Texto em estudo:
2014: Espanha deixa para trás um ano de desafios ao bipartidarismo

A Espanha deixa para trás um ano turbulento e projeta para 2015 um período eleitoral que porá a prova algumas das tendências dos últimos 12 meses, anunciadoras de uma mudança qualitativa do cenário político.

Parlamento espanhol

Entre os acontecimentos significativos fica a abdicação do rei Juan Carlos I, visto por muitos como tentativa de recuperar o espaço perdido pela Casa Real, afetada por acusações de irregularidades e corrupção que, inclusive, levaram a infanta Cristina aos tribunais.

A proclamação de Felipe VI favoreceu uma renovação da imagem, diante do crescimento das correntes republicanas, ainda sem suficiente peso parlamentar para forçar uma mudança, mas – sem dúvidas – em expansão.

O caso, para além da atenção das crônicas sociais, mostrou o mal-estar da população pelos frequentes casos de corrupção que mancharam a monarquia, o Governo, os partidos políticos e as instituições financeiras.

Cristina de Bourbon foi vinculada a um caso de lavagem de dinhero e fraude fiscal no chamado "caso Noos", no qual seu esposo, Iñaki Urdangarin, aparece como um dos principais implicados em uma trama para se apropriar de dinheiro público.

Esses casos provocaram também a renúncia da ministra da Saúde Ana Mato, a prisão de um ex-tesoureiro do dirigente Partido Popular (PP) e acusações a outros dois, além de acusações a prefeitos e políticos envolvidos.

A situação refletida em uma pesquisa do Centro de Investigações Sociais (dependente do ministério da Presidência) levou a considerar o problema como o segundo que mais preocupa os espanhóis (63,9%), depois do desemprego (77%).

O mais sintomático é que o problema provocado por práticas negativas de servidores públicos políticos e empresários subiu 21,5 pontos em seis meses na apreciação de preocupação dos espanhóis.

A crise econômica, a corrupção e o esgotamento do sistema estabelecido em 1978, são consideradas pelos analistas causas básicas de outro dos fenômenos característicos do ano: o auge explosivo do Podemos, o mais jovem partido espanhol.

Com propostas próximas às da esquerda tradicional, mas um discurso inovador próximo dos indignados que estremeceram as ruas do país em 2011, o Podemos está como quarto partido mais votado.

Nas eleições de maio para o Parlamento Europeu, a organização do professor universitário Pablo Iglesias obteve 1,2 milhões de votos e cinco eurodeputados com somente quatro meses de fundação.

Posteriormente, várias sondagens localizam esse partido no primeiro lugar da intenção de voto, algo relevante se se leva em conta que em 2015 haverá eleições municipais, regionais e gerais.

Sintomaticamente, seu auge vai acompanhado pela considerável queda do PP e do PSOE nas eleições e pesquisas, o que leva a muitos analistas preverem o início do fim do chamado bipartidarismo espanhol protagonizado por estes dois grupos.

Conjunto de exercícios:
1. No texto sobre a política espanhola em 2014, por que é relevante que várias sondagens coloquem o Podemos em primeiro lugar na intenção de voto?
2. Dê sequência ao texto sobre a política espanhola em 2014, começando logo após a sua última frase.

Linhas de dados:

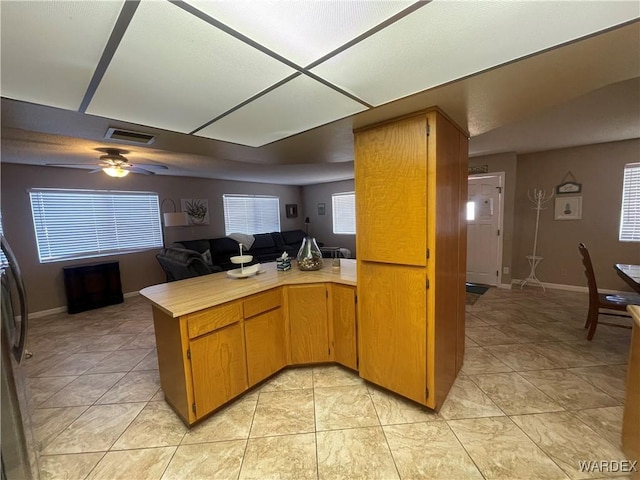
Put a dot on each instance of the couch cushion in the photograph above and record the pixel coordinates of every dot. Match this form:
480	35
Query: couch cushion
181	263
262	241
278	241
199	246
293	237
224	247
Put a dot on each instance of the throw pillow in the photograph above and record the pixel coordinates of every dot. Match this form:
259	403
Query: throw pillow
206	256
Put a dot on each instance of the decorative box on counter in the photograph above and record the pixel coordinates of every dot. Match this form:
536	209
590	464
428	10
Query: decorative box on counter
283	263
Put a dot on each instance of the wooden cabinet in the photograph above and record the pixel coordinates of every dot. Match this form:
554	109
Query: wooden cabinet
201	357
264	335
308	323
410	182
343	332
218	368
211	356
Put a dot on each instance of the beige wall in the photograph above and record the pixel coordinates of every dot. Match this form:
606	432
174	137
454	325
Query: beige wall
599	168
506	163
321	226
44	282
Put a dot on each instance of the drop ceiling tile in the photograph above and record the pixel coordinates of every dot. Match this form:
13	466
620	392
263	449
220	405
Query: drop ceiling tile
50	49
445	41
174	71
301	31
298	105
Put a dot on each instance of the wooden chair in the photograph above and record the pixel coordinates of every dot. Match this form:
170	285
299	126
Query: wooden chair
599	301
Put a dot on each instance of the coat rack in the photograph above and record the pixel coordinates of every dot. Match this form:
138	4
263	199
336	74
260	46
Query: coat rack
539	198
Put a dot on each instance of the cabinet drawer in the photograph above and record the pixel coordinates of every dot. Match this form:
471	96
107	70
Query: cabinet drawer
213	318
262	302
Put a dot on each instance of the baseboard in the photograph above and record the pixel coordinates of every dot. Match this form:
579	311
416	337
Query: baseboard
571	288
53	311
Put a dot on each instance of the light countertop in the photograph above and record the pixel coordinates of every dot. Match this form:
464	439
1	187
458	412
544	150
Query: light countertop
194	294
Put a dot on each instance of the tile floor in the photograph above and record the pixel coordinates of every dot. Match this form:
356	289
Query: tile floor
533	399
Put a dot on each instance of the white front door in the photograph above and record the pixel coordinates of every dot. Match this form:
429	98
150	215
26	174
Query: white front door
484	238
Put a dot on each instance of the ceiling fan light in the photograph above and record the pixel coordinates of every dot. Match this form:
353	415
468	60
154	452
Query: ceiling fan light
117	172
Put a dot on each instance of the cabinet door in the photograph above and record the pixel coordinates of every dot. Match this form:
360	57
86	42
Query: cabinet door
218	368
343	300
391	192
264	338
308	323
392	304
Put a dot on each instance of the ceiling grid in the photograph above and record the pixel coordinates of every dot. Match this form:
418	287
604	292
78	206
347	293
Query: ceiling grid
257	73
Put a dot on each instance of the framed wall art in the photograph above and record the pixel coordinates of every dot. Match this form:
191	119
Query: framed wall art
197	210
291	210
568	208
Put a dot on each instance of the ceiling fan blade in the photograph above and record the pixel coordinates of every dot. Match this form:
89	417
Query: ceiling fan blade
140	170
70	164
153	165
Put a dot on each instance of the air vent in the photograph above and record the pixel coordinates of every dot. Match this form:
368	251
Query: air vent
127	136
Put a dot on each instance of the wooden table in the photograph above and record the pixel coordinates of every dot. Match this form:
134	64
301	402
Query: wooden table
630	274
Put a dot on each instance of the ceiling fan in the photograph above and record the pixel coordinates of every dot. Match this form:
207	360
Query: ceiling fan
115	164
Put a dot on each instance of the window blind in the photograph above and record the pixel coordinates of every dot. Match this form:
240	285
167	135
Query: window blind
630	212
72	224
344	213
251	214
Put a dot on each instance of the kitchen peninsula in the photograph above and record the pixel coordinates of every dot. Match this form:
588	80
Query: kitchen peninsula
218	336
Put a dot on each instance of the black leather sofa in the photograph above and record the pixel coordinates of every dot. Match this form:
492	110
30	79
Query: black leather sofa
266	247
179	263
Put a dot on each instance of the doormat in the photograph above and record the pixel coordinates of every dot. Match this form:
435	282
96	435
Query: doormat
476	288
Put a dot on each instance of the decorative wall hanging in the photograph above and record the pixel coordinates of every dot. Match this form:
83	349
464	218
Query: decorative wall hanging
568	208
291	210
569	185
197	210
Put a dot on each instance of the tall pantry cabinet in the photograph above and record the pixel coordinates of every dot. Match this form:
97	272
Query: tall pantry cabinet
411	193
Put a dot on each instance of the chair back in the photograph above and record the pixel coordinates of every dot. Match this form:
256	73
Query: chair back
588	271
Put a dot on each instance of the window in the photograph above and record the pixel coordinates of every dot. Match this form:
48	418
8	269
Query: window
344	213
630	214
71	224
251	214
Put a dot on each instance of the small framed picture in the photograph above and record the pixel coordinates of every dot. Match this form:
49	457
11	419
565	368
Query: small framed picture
568	208
568	188
291	209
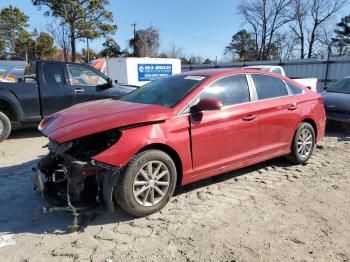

Respostas das atividades:
1. Isso é relevante porque, em 2015, haverá eleições municipais, regionais e gerais na Espanha.

2.
As primeiras vítimas foram Juan Carlos I e o secretário-geral do PSOE, Alfredo Pérez Rubalcaba, substituído pelo pouco conhecido, porém carismático, Pedro Sánchez, um economista ex-jogador de basquete empenhado em renovar a face social-democrata.

O conturbado ano de 2014 espanhol teve outro de seus picos na consulta independentista não autorizada da Cataluña em 9 de novembro, que mostrou o auge do separatismo e também a falta de propostas do governo para enfrentar o nacionalismo.

Rajoy se nega rigorosamente a negociar qualquer variação de referendo, mas isso não detém o movimento secessionista, que planifica já em 2015 umas chamadas eleições plebiscitárias para seguir adiante.

O nacionalismo nesse território chegou a tais níveis, que seus protagonistas já não consideram como opção nem sequer a de uma reforma constitucional para dar mais espaço às regiões, ao que também Rajoy e o dirigente PP se opõem.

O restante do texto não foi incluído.